# What you will do:
Can you write out all of the data below verbatim, line for line, without changing or leaving out anything?

═══ Dataset rows ═══

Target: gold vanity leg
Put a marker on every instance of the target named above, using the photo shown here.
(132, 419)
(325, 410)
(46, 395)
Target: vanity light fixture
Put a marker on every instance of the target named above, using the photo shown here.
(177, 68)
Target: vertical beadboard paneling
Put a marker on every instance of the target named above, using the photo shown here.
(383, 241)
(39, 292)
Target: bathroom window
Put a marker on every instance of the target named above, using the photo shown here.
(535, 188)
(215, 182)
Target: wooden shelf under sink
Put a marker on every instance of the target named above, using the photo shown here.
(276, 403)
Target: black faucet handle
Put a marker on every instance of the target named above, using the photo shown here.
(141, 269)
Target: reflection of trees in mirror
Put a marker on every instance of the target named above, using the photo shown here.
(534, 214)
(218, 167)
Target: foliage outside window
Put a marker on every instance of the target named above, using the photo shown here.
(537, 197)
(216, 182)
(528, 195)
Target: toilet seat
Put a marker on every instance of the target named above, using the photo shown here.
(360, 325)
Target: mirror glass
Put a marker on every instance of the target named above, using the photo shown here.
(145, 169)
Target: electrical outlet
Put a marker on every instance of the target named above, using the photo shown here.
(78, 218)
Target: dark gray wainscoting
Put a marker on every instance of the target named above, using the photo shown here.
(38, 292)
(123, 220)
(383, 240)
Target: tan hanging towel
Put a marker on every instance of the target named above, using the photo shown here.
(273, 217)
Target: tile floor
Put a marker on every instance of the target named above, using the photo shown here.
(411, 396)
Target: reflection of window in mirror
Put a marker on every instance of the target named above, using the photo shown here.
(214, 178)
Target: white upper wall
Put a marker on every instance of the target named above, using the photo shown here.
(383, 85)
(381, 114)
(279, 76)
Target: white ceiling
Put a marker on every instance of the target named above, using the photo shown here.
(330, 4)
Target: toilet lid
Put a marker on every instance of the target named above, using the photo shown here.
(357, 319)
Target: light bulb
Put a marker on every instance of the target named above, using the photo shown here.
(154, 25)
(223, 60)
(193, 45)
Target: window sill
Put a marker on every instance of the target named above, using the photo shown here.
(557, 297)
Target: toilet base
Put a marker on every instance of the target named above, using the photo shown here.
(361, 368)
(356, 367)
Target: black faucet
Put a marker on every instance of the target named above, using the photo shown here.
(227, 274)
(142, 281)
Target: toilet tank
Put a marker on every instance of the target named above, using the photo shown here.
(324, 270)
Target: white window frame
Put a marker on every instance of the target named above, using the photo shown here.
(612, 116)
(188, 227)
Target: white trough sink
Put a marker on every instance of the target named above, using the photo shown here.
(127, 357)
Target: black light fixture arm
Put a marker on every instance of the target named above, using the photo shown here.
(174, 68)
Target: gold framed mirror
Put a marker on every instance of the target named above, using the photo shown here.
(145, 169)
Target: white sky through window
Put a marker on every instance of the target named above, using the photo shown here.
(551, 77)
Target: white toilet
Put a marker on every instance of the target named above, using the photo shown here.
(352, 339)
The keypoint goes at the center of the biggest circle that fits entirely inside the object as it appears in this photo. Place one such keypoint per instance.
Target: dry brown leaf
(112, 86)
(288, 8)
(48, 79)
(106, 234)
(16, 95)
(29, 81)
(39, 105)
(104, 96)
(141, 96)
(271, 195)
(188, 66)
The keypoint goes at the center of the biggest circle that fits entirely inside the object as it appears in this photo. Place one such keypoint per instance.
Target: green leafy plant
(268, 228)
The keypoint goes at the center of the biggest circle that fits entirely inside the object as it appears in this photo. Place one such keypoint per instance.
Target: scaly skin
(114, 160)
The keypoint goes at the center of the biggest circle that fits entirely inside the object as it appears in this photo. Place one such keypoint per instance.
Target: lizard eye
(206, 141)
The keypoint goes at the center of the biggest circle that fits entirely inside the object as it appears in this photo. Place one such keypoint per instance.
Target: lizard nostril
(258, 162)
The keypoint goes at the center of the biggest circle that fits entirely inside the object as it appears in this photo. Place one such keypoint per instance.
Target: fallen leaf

═══

# The reply:
Target: gold vanity leg
Put a marker on every instance of the target named above, using the photo shown here.
(132, 419)
(325, 410)
(46, 395)
Target: vanity light fixture
Put a marker on every instance of the target named above, using the photo shown here.
(177, 68)
Target: vertical beadboard paneling
Put a marker on every instance of the target named above, using the photo shown here.
(383, 241)
(39, 292)
Target: bathroom window
Put a marker on every instance of the target named above, using the photo shown here.
(535, 188)
(215, 182)
Target: wooden shelf under sink
Put a marker on every instance of the target named above, using the photo shown here.
(276, 403)
Target: black faucet handle
Put a marker on every instance of the target named above, using the photo shown here.
(141, 269)
Target: reflection of trees in mirror
Put a marker on every instance of the target named above, using the photo shown here.
(534, 214)
(218, 167)
Target: foliage outside window
Put a marker on every instance of the target named above, using the photo shown here.
(537, 197)
(216, 182)
(528, 195)
Target: toilet seat
Put a marker on every instance of the target named above, using the photo shown here.
(360, 325)
Target: mirror glass
Put a marker on every instance of the target named above, using the photo shown here.
(145, 169)
Target: electrical outlet
Put a marker on every instance of the target named above, using the photo shown here.
(78, 218)
Target: dark gray wainscoting
Put a marker on every instance of the target named above, using the photo shown here.
(38, 292)
(123, 220)
(383, 240)
Target: tan hanging towel
Put a marker on every instance of the target named above, using the photo shown here.
(273, 217)
Target: tile floor
Put a marker on every instance of the target named above, using the photo shown here.
(411, 396)
Target: reflection of window in mirror
Put a marker on every instance of the target named above, using the photo shown here.
(214, 178)
Target: white upper wall
Put a marker on every instance of the target named above, using the photo shown here.
(383, 85)
(381, 114)
(279, 76)
Target: white ceiling
Put a marker on every instance of the target named above, using the photo shown here.
(330, 4)
Target: toilet lid
Put a marker on every instance of the target named above, using the photo shown here.
(357, 319)
Target: light bulb
Put a marker on every instance of the target named above, using the photo shown here.
(154, 25)
(223, 60)
(193, 45)
Target: window sill
Put a marker on every instance of the target named above, using the photo shown here.
(557, 297)
Target: toilet base
Put a marker on every instance of the target named above, using the photo shown here.
(361, 368)
(356, 367)
Target: black faucet
Put a marker on every instance of the target named above, using the photo shown here.
(227, 274)
(142, 281)
Target: toilet tank
Put a marker on every instance of the target named above, using the photo shown here.
(324, 270)
Target: white window frame
Put a marker on every instance of the target named above, using the photo shown here.
(612, 116)
(188, 227)
Target: white trough sink
Put a marker on every instance of the target named above, using the photo shown here.
(127, 357)
Target: black light fixture arm
Put a marker on every instance of the target named above, using the photo shown here.
(174, 68)
Target: gold framed mirror
Put a marker on every instance of the target named above, using the photo shown here.
(145, 169)
Target: white sky through window
Put a marker on every instance of the target named above, using the photo shown here.
(551, 77)
Target: white toilet
Put a marker on every instance of the target named above, using the photo shown here.
(352, 339)
The keypoint goes at the center of the biggest circle that fits entirely inside the object as it appears in this photo. Place one such keypoint per instance.
Target: dry brown leaf
(112, 86)
(288, 8)
(48, 79)
(106, 234)
(16, 95)
(29, 81)
(39, 105)
(104, 96)
(141, 96)
(271, 195)
(188, 66)
The keypoint goes at the center of the biggest circle that fits entirely inside the object as it appears in this photo. Place one such keypoint per instance.
Target: green leafy plant
(268, 228)
The keypoint goes at the center of the biggest circle that fits entirely inside the object as it appears in this photo. Place one such keypoint per instance.
Target: scaly skin
(114, 160)
The keypoint goes at the center of the biggest circle that fits entirely inside the object as it appears in this photo. Place one such keypoint per instance.
Target: lizard eye
(206, 141)
The keypoint goes at the center of the biggest circle that fits entirely inside the object as it appears in this photo. Place one such keypoint per instance.
Target: lizard nostril
(258, 162)
The keypoint goes at the center of the biggest circle that fits entirely inside the object as it appears in this photo. Place one such keypoint per instance.
Target: fallen leaf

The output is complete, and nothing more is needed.